** begin DATA RECORDS **

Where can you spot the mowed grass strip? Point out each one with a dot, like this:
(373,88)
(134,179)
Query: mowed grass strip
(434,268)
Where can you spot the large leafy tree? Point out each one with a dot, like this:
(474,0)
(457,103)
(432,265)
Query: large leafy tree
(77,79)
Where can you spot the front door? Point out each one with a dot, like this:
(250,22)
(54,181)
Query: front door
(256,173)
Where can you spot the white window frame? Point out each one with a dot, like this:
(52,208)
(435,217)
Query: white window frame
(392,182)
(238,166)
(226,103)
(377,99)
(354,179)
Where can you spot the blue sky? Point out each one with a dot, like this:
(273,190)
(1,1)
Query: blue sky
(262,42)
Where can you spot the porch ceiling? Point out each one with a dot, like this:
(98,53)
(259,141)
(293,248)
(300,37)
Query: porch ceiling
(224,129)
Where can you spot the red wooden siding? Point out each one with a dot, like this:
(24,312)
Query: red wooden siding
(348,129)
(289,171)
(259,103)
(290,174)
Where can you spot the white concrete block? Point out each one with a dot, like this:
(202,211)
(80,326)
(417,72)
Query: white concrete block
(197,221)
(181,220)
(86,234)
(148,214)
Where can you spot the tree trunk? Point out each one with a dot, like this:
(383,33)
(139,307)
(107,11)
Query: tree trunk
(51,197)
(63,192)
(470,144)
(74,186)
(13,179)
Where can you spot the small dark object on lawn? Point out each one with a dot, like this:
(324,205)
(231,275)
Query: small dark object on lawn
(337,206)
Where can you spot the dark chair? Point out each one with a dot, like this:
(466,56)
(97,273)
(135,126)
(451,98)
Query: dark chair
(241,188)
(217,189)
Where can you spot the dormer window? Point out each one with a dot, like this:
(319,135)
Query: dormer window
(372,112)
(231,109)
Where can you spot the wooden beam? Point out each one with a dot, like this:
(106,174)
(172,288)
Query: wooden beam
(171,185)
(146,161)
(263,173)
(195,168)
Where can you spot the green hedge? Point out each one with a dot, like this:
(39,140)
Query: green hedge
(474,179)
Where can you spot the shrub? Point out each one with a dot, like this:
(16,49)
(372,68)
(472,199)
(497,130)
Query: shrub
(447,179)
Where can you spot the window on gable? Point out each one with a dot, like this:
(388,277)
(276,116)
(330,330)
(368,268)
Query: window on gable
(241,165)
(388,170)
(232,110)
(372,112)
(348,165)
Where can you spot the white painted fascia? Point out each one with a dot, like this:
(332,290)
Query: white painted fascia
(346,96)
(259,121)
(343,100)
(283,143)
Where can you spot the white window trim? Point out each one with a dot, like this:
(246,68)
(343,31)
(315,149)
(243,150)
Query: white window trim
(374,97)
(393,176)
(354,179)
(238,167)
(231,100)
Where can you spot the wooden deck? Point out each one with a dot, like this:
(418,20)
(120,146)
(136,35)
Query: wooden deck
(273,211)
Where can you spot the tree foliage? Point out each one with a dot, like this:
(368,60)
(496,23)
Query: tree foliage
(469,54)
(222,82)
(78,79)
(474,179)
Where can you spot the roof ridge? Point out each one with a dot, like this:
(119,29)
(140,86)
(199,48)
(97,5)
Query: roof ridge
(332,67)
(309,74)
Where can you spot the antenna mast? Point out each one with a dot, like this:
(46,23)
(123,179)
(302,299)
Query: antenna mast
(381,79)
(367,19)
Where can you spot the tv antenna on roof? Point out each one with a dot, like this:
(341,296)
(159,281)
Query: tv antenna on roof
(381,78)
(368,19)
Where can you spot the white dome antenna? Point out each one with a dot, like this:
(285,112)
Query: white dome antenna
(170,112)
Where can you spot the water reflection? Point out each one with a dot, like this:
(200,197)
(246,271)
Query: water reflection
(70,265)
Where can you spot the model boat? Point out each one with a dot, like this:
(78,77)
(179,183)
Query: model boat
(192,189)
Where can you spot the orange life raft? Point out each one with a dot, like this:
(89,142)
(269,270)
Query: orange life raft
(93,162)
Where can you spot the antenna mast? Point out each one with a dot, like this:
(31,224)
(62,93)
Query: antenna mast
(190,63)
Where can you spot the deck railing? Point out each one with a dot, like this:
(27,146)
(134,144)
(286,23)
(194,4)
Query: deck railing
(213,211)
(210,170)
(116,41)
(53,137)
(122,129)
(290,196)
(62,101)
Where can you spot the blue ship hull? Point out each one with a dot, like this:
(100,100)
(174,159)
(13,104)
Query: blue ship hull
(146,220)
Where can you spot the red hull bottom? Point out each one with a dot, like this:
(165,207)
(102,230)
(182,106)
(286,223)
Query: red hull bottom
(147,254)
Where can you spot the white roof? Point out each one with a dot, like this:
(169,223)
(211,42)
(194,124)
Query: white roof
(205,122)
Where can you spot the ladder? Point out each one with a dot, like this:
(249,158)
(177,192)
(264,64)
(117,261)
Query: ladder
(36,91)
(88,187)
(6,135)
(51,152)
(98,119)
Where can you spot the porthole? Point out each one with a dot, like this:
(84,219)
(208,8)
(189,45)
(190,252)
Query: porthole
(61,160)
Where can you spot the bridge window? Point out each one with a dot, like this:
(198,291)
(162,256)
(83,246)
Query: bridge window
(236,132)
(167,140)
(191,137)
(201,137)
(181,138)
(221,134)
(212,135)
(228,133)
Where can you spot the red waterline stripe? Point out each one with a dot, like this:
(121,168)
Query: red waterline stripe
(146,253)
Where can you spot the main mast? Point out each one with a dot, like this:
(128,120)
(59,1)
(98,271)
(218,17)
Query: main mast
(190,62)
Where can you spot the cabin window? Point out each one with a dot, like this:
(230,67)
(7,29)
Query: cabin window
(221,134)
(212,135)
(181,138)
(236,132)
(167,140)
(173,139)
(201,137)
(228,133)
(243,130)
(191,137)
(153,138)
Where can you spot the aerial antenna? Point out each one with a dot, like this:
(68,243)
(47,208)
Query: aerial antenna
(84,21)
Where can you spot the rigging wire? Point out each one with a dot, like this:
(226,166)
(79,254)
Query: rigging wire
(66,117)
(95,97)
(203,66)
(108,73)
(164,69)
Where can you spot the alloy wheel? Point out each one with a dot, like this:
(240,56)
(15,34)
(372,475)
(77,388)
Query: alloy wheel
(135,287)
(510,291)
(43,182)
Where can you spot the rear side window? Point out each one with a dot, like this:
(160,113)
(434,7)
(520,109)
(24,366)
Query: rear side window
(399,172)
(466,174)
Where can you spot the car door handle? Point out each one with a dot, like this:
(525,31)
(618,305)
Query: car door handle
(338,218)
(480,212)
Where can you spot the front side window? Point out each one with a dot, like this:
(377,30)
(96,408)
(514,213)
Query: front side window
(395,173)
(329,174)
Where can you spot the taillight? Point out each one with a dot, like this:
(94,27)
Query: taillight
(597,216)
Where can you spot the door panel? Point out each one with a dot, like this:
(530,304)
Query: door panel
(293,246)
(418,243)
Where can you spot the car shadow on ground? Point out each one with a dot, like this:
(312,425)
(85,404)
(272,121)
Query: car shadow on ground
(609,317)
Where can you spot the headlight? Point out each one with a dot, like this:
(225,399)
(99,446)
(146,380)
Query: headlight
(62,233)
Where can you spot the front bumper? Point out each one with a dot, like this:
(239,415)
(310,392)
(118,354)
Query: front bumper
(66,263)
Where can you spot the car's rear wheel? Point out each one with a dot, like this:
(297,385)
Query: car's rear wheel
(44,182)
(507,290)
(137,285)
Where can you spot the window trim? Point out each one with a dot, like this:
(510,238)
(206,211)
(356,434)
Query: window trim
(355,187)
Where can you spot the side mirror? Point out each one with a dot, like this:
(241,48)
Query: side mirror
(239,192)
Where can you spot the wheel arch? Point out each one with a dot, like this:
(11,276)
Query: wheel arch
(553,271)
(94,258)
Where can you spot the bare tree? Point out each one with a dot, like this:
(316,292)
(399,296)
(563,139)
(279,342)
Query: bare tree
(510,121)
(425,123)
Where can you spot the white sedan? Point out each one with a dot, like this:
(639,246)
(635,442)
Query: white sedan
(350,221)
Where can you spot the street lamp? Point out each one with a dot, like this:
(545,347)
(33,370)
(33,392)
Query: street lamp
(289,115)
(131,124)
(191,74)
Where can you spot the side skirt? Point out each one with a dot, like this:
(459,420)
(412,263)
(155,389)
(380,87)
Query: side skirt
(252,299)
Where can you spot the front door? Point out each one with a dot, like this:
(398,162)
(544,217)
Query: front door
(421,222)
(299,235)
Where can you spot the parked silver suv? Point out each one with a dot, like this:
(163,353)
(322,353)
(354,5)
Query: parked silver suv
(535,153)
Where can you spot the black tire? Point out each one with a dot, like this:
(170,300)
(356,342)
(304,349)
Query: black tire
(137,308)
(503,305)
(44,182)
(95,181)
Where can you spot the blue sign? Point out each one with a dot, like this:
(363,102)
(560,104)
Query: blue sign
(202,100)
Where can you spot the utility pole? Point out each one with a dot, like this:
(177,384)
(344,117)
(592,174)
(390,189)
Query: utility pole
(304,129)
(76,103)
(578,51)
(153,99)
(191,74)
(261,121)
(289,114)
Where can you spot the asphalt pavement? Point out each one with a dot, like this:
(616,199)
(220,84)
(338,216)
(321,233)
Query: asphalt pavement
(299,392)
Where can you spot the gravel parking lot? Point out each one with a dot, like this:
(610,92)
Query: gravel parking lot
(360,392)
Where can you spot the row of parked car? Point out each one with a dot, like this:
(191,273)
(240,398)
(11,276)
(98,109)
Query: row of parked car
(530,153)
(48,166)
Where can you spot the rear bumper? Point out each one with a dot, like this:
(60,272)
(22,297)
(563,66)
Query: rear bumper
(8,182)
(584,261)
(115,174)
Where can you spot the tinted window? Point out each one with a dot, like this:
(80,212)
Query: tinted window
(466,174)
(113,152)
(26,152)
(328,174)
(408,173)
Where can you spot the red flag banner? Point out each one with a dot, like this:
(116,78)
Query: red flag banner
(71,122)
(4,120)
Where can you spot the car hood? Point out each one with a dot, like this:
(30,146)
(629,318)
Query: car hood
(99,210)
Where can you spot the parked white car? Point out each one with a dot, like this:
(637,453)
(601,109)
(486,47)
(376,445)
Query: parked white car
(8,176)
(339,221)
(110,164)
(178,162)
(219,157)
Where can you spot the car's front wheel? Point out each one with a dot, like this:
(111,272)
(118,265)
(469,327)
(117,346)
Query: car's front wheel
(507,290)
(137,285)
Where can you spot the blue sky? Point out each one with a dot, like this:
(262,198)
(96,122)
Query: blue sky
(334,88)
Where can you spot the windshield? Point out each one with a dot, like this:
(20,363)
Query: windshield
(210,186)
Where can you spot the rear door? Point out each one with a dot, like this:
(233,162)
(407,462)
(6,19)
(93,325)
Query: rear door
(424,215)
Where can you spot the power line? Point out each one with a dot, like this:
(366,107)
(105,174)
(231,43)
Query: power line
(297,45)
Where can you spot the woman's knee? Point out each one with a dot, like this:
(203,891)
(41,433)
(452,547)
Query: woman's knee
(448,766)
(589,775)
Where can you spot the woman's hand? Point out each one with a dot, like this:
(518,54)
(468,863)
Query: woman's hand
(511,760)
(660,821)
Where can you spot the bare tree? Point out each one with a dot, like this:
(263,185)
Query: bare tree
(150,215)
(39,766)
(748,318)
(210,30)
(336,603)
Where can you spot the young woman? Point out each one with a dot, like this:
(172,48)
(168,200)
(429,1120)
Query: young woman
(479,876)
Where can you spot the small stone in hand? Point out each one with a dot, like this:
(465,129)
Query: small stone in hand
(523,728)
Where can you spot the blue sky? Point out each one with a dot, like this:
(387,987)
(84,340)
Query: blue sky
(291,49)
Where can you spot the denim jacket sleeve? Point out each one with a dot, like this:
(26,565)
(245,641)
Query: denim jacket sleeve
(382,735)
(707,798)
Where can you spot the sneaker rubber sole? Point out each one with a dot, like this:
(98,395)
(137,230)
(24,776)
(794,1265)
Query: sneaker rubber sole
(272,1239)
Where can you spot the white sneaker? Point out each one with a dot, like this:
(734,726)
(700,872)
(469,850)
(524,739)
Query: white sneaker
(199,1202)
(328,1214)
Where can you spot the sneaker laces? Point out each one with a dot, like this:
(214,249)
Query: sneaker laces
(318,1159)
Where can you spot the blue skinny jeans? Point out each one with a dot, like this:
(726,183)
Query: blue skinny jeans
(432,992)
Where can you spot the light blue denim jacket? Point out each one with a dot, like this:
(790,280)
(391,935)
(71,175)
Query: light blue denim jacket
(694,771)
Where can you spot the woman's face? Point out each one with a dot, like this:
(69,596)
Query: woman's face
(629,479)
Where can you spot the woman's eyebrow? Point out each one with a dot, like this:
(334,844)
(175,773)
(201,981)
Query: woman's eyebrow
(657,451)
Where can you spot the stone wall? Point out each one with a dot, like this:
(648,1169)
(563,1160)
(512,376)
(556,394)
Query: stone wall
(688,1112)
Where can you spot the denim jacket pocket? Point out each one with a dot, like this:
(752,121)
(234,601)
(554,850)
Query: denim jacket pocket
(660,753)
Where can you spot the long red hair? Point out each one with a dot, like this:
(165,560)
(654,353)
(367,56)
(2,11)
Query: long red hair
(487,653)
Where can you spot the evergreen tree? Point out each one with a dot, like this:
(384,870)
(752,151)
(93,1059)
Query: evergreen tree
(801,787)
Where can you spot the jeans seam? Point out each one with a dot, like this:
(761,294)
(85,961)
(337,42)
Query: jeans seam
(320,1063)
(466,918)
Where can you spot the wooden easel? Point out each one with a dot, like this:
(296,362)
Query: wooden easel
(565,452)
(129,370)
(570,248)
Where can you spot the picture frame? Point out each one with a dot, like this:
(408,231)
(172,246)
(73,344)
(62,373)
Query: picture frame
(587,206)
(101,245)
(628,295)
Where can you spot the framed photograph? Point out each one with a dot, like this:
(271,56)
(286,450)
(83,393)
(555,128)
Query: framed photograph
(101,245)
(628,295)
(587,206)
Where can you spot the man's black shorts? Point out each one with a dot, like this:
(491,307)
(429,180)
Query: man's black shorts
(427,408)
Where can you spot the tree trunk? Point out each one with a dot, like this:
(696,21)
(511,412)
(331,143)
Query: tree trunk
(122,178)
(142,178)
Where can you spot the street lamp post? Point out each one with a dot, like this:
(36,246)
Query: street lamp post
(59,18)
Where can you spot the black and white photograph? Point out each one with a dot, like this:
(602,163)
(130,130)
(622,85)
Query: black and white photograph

** end DATA RECORDS **

§ AIM:
Copy out exactly the lines running from the line with "Where can you spot the evergreen" to the end of the records, inclusive.

§ OUTPUT FOR THIS EXERCISE:
Where can you spot the evergreen tree? Point out each one with a dot, like this:
(384,870)
(752,151)
(93,1059)
Query: evergreen tree
(801,787)
Where can you spot the jeans seam? Point out each one with a dot, like this:
(761,294)
(85,961)
(337,42)
Query: jeans seam
(320,1063)
(466,918)
Where can you spot the wooden easel? Point out each one with a dot, like this:
(296,362)
Query: wooden easel
(565,452)
(129,370)
(570,248)
Where can you spot the picture frame? Point out each one with a dot, like this:
(408,231)
(172,246)
(73,344)
(62,373)
Query: picture frame
(587,206)
(101,245)
(628,295)
Where can you spot the framed photograph? Point out each one with a dot, like this:
(271,56)
(286,450)
(83,393)
(555,128)
Query: framed photograph
(101,245)
(628,295)
(587,206)
Where can you spot the man's black shorts? Point out each one with a dot, like this:
(491,307)
(429,180)
Query: man's black shorts
(427,408)
Where can you spot the tree trunk? Point out each one with a dot, like this:
(696,21)
(511,412)
(331,143)
Query: tree trunk
(122,178)
(142,178)
Where can you spot the street lamp post? Point out each one with a dot, like this:
(36,246)
Query: street lamp post
(59,18)
Where can you spot the black and white photograph? Point out each one with a dot, like this:
(602,163)
(130,130)
(622,85)
Query: black and white photograph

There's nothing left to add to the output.